Answer these questions from the passage on the PTC letter:
1. Which federal agency will the PTC urge its members to file complaints with?
2. According to the letter, who will ultimately bear the financial burden of an FCC fine?
3. Around what point in NBC's promo clip does the bathroom scene happen?

▸ **Excerpted passage**
══════

Strong words, and they’re coming for someone who not only doesn’t understand the very basics about the show that she’s complaining about but also seems to have only such understanding of FCC standards as she has been fed by organizations like the PTC.

Much of the rest of the PTC letter is the same old stuff that the organization peddles. They promise that the organization will be “carefully reviewing every episode, and will urge its members to file complaints with the Federal Communications Commission about any content that may be in violation of broadcast decency laws.” Then they add this little threat to affiliates:
Please be mindful that it is the affiliate, not the network, that will ultimately bear the financial burden of an FCC fine should any of the content be found to violate broadcast decency laws.

First of all let’s address the specific claim of “three people going at it in the bathroom.” I actually found this scene in the promo clip provided by NBC (which I’m including below) – it happens around 1:58 – and beyond the fact that it is apparent that Ms. Lubben needs glasses (I see a man and a woman and a reflection in a mirror, not three people), it is also clear that this scene is little more than something that you could see in a soap opera most days…when there were soap operas. There is nothing here that the FCC could possibly object to: no bare breasts, no exposed excretory organs, no visible genitalia. The scene is benign, and shows far less than what can be seen on TV in most countries of the world, including Canada. Now that by no means guarantees that the PTC would not rise in righteous indignation over this scene, but there’s no there there.

══════

▸ **Data records**

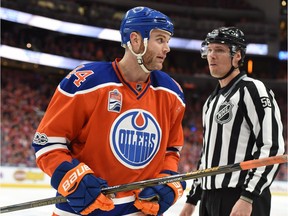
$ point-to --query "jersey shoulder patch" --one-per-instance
(88, 76)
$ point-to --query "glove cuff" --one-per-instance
(177, 187)
(67, 176)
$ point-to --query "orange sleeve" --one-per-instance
(50, 161)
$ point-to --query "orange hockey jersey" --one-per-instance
(125, 132)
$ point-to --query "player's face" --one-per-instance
(219, 59)
(157, 50)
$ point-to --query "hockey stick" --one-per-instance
(246, 165)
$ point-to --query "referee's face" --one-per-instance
(219, 59)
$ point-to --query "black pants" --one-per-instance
(220, 202)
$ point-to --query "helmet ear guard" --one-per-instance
(143, 20)
(231, 36)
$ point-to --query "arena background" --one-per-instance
(41, 41)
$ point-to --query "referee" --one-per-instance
(241, 121)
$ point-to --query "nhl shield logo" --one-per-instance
(224, 113)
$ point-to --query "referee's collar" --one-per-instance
(227, 89)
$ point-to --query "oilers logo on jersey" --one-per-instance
(135, 138)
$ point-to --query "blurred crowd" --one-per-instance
(184, 14)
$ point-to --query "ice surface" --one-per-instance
(10, 196)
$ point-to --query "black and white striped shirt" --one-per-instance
(241, 122)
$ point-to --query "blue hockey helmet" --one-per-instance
(231, 36)
(143, 20)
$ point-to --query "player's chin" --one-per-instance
(158, 66)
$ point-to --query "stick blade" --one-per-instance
(252, 164)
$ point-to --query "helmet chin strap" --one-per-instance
(229, 72)
(139, 56)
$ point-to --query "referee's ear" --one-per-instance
(237, 59)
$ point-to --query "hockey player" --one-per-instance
(112, 123)
(241, 121)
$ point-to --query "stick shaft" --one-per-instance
(251, 164)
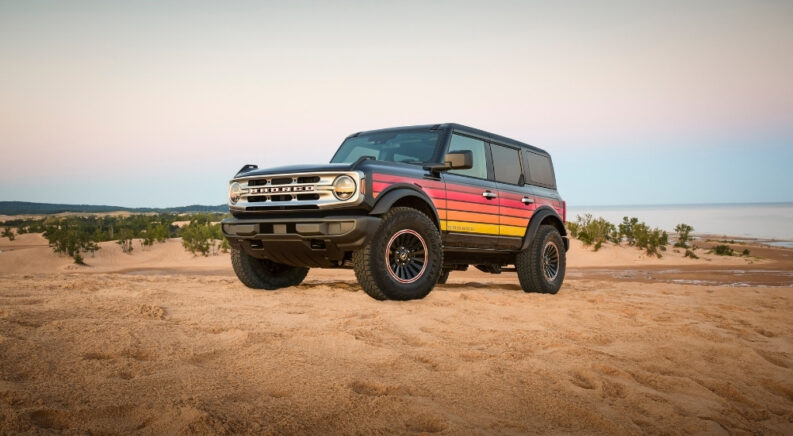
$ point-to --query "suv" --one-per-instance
(403, 207)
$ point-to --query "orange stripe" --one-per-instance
(473, 207)
(513, 221)
(454, 215)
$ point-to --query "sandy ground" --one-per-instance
(160, 342)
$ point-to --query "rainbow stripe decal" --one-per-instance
(462, 208)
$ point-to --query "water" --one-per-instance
(764, 221)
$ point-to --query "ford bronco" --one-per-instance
(403, 207)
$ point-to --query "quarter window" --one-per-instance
(540, 169)
(477, 149)
(506, 164)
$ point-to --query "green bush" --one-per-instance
(722, 250)
(125, 240)
(593, 231)
(572, 228)
(650, 239)
(683, 231)
(626, 230)
(7, 233)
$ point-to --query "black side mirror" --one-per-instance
(459, 160)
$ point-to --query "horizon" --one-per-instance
(636, 103)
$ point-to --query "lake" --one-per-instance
(763, 220)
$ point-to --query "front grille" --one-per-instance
(292, 191)
(308, 179)
(295, 207)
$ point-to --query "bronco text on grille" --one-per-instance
(403, 207)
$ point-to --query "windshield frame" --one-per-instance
(439, 147)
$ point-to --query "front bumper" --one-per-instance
(312, 242)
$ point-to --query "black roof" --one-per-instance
(462, 129)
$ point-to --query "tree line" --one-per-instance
(77, 236)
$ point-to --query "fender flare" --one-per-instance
(399, 191)
(543, 213)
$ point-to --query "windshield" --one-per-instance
(414, 147)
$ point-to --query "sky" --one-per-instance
(159, 103)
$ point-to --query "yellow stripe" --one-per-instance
(487, 229)
(512, 231)
(466, 227)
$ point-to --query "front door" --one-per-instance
(515, 199)
(471, 216)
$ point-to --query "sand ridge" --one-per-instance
(168, 354)
(161, 341)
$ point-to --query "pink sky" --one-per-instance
(185, 94)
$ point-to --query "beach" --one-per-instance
(160, 341)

══════

▸ **Reply**
1. The Federal Communications Commission.
2. The affiliate, not the network.
3. Around 1:58.